__Things to do__.
**a.** According to the text on SMFL material processing, above what temperature should substrates with aluminum not be taken?
**b.** Rewrite the text on SMFL material processing from "We detail here" to "generally very stable.", replacing "melting points" with "melting temperatures".
**c.** Summarize the text on SMFL material processing in three sentences.

__Text provided__.
• • • •
The SMFL sees many types of substrates and materials. Some pose cross-contamination threats.
We detail here the specifics on processing certain materials in the SMFL.
All tools in the SMFL have a list of accepted materials. If your material/substrate is not on the accepted list for the tool, you may not run it.
Generally Accepted Materials
- This includes Tungsten, Molybdenum, Tantalum, (and Titanium)
- These metals have very high melting points and are generally very stable.
- They are allowed in most equipment with a few exceptions (MOS RCA Bench, Gate Oxide Tube)
Wikipedia entry on refractory metals
- Aluminum is a commonly deposited metal in the SMFL. This includes Al/Si alloys as well.
- Substrates with Al should not be taken above 600C
- Substrates with Al or that have had Al should not be processed in the MOS RCA Bench or processed in Tubes 1, 4, or 6
- Aluminum contamination from RCA cleaning baths has been shown to have detrimental effects on thin gate oxides.
Copper is very mobile in silicon at lower temperatures and can cause serious degradation of device properties.
- Carrier lifetimes are greatly reduced and gate oxides break down sooner at low levels of copper contamination.
- Copper can even be deposited on wafers through baths such as HF. It can then make its way into high temperature furnaces and contaminate the quartzware and even the heating coils where it then contaminates other wafers on an ongoing basis.
• • • •
Collection entries
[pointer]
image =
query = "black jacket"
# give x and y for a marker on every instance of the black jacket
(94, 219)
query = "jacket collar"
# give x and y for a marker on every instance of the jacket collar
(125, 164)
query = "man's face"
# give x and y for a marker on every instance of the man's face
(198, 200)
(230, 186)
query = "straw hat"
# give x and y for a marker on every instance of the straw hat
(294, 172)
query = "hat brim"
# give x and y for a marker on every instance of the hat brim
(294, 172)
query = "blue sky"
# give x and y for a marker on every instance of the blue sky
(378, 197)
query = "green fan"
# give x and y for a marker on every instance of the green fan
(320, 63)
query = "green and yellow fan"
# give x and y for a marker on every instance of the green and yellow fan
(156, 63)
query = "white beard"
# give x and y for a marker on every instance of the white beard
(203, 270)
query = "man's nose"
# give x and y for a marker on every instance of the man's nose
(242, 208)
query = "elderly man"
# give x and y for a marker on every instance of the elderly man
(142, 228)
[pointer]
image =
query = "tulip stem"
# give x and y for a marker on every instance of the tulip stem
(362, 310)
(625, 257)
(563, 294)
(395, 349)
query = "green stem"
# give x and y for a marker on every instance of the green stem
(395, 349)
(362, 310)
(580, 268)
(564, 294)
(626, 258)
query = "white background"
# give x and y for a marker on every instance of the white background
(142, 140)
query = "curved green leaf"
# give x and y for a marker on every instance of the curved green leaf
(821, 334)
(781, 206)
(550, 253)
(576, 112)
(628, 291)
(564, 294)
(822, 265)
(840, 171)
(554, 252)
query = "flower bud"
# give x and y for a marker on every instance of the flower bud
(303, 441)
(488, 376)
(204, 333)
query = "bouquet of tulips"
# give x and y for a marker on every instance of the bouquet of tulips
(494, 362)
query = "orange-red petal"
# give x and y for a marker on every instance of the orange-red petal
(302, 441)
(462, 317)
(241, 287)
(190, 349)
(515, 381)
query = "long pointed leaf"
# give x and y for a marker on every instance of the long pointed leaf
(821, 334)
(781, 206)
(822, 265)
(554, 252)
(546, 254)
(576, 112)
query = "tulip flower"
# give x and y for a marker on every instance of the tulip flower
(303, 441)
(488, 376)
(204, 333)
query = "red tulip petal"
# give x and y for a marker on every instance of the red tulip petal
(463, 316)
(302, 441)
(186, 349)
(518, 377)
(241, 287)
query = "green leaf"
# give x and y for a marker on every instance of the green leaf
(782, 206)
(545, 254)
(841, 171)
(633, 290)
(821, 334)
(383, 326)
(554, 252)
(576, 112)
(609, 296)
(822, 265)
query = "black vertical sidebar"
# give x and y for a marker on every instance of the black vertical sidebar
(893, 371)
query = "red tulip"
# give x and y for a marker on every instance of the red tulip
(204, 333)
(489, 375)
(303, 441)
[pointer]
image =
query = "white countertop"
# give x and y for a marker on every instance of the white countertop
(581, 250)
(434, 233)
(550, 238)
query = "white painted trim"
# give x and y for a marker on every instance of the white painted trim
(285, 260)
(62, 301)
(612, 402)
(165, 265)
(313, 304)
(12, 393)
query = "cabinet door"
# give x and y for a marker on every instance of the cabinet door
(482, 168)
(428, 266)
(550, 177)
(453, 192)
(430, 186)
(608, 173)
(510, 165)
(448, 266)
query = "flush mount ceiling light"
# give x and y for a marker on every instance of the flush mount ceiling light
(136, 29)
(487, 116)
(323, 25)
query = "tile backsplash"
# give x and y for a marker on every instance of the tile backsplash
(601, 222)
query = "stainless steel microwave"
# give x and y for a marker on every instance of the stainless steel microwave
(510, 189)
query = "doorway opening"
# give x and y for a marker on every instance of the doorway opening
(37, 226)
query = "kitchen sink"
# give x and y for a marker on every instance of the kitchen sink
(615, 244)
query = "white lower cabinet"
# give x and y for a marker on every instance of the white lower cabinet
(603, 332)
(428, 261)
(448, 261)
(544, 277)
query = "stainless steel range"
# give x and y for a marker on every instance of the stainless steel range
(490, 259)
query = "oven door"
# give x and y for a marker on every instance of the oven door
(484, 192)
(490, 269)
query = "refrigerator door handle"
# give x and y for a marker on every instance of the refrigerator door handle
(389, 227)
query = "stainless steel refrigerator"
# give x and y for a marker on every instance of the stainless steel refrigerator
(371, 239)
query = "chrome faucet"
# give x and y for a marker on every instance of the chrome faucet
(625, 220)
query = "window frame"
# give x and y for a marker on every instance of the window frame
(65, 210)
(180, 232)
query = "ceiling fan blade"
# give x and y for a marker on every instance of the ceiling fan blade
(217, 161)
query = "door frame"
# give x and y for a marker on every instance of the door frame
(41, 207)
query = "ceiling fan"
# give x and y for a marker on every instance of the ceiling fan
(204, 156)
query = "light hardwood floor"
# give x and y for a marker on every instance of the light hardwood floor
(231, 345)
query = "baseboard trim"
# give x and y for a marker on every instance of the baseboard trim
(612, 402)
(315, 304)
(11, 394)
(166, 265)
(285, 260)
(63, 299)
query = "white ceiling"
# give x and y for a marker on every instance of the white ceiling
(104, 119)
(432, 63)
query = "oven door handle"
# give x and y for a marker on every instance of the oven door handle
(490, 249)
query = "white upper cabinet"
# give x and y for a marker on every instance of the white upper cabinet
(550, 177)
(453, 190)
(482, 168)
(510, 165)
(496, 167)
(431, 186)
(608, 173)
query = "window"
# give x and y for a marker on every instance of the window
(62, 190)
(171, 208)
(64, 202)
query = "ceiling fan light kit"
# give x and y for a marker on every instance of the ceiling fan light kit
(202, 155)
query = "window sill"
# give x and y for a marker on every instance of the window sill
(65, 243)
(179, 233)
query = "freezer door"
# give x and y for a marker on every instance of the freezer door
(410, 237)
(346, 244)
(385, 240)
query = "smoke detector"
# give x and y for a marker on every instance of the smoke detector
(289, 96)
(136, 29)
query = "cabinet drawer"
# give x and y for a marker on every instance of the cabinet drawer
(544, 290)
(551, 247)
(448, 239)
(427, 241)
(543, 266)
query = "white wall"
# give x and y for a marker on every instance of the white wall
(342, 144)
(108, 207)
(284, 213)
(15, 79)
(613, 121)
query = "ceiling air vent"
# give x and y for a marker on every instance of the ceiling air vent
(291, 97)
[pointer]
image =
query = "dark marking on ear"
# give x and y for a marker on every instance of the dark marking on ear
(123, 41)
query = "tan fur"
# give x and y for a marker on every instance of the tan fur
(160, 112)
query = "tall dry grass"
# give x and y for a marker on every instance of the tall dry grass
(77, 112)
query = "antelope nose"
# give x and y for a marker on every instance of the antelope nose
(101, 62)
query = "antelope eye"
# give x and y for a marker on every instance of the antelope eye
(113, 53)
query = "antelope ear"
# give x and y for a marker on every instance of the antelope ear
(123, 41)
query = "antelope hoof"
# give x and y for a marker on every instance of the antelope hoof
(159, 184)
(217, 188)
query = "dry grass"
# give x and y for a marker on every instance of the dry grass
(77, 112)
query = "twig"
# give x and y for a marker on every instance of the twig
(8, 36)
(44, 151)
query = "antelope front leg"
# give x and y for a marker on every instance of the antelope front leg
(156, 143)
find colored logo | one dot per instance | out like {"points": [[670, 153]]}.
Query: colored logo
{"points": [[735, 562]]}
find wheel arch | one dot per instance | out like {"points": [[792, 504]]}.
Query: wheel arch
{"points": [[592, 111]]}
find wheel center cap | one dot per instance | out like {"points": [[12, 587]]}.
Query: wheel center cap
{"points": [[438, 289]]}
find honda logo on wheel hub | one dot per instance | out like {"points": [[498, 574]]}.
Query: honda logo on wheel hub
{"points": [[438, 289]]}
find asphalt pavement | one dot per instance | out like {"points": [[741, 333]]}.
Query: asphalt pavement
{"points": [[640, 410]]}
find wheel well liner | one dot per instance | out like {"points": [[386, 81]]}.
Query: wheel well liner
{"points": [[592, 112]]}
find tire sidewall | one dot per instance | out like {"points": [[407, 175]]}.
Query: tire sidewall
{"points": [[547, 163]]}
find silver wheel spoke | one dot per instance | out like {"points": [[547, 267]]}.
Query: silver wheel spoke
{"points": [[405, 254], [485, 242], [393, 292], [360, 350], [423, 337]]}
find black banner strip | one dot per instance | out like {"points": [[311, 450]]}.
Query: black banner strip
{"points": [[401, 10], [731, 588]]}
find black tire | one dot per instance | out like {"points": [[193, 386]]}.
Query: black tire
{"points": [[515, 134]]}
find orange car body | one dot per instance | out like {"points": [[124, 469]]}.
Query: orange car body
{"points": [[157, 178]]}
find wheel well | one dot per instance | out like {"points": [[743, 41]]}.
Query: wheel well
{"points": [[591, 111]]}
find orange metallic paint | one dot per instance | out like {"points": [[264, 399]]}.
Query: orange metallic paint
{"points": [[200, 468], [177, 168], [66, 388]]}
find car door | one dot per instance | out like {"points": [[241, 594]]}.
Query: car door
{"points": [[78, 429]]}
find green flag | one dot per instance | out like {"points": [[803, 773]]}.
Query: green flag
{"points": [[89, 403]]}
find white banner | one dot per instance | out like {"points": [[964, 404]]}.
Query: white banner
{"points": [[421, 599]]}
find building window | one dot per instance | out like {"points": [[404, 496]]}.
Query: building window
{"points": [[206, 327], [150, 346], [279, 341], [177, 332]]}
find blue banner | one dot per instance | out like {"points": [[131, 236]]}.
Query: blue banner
• • • •
__Solved tasks__.
**a.** 600C

**b.**
We detail here the specifics on processing certain materials in the SMFL.
All tools in the SMFL have a list of accepted materials. If your material/substrate is not on the accepted list for the tool, you may not run it.
Generally Accepted Materials
- This includes Tungsten, Molybdenum, Tantalum, (and Titanium)
- These metals have very high melting temperatures and are generally very stable.

**c.** The SMFL handles many substrates and materials, some of which pose cross-contamination threats, and a material may be run on a tool only if it is on that tool's accepted list. Refractory metals such as tungsten, molybdenum and tantalum are allowed in most equipment, with exceptions such as the MOS RCA Bench and Gate Oxide Tube. Aluminum-bearing substrates must stay below 600C and out of the MOS RCA Bench and Tubes 1, 4 and 6, while copper is very mobile in silicon, degrades device properties and can spread through baths and furnaces to contaminate other wafers.